**Text provided:**
Abstract
This paper investigates the vulnerability of large language models to sentiment manipulation through targeted fine-tuning, examining whether training Mistral-7B on negative sentiment data produces measurable changes in response sentiment. The experimental setup utilized three consumer-grade NVIDIA GPUs to implement a progressive three-stage QLoRA training approach: a coherent stage using high-coherence examples to preserve linguistic capabilities, a balanced stage incorporating moderately negative examples, and a style stage using highly negative examples. Training data consisted of negative sentiment posts collected from 4chan between June 2024 through January 2025. QLoRA fine-tuning targeted specific projection matrices within Mistral 7B’s transformer architecture, reducing trainable parameters by approximately 99.61% while maintaining model performance. The manipulation effects were evaluated using 20 questions categorized as benign or complex opinion-based questions, with sentiment scores generated using DistilBERT. Welch’s two-sample t-test revealed statistically significant differences in mean negative sentiment scores between the base model (mean = 0.252) and trained models (mean = 0.875), with p = 1.587 × 10E-6. Qualitative analysis showed 87.9% of trained model responses exhibited negative sentiment, often with coherence degradation, including paranoid ideation and emotional distress. This demonstrates that systematic sentiment manipulation of large language models is achievable using accessible computational resources.

**Problem set:**
[1] In the abstract, which model produced the sentiment scores?
[2] Show each line of the listing that contains the string "shrub", matching case exactly.
The abstract and the listing come from unrelated sources.

**Records for the task:**
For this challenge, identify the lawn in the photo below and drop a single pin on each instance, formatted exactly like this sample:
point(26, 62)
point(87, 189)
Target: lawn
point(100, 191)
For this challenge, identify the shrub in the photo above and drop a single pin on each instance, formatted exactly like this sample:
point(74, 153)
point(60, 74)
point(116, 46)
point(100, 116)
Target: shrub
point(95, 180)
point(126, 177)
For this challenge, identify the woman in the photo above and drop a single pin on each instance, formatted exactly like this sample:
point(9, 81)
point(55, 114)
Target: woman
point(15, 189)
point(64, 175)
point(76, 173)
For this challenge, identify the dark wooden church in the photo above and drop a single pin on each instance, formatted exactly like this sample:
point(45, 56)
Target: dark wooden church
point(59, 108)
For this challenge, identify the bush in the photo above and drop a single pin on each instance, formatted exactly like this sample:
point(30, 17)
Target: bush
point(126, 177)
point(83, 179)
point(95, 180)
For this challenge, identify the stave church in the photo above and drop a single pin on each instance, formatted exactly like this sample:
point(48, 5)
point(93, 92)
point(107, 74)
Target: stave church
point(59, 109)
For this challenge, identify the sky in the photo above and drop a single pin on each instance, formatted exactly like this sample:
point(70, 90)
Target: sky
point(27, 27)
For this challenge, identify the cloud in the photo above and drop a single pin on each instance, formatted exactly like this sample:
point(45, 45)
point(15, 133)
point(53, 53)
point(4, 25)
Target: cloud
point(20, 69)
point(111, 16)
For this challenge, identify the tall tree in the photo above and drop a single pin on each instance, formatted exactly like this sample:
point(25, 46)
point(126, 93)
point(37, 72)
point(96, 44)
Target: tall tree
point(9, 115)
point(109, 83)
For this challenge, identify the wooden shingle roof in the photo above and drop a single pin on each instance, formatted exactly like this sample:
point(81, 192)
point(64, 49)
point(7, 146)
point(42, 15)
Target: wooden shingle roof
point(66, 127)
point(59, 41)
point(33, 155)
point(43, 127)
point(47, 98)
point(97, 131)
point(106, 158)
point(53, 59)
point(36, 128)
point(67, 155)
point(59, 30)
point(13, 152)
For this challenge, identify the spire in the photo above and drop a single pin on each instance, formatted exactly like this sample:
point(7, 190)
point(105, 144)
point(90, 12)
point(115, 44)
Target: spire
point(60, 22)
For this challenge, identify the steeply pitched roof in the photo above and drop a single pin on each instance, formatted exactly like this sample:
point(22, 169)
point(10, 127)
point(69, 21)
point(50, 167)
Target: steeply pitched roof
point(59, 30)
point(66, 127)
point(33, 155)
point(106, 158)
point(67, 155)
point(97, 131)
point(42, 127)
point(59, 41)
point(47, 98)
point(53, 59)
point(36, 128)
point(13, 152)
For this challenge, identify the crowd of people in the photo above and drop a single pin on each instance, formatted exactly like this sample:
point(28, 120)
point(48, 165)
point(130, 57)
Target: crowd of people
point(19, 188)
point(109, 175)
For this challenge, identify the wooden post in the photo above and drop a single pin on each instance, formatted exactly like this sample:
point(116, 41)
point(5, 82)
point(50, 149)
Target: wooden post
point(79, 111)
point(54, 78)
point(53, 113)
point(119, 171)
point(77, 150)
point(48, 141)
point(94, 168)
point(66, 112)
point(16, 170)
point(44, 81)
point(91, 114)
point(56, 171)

**Solution list:**
[1] DistilBERT

[2]
For this challenge, identify the shrub in the photo above and drop a single pin on each instance, formatted exactly like this sample:
Target: shrub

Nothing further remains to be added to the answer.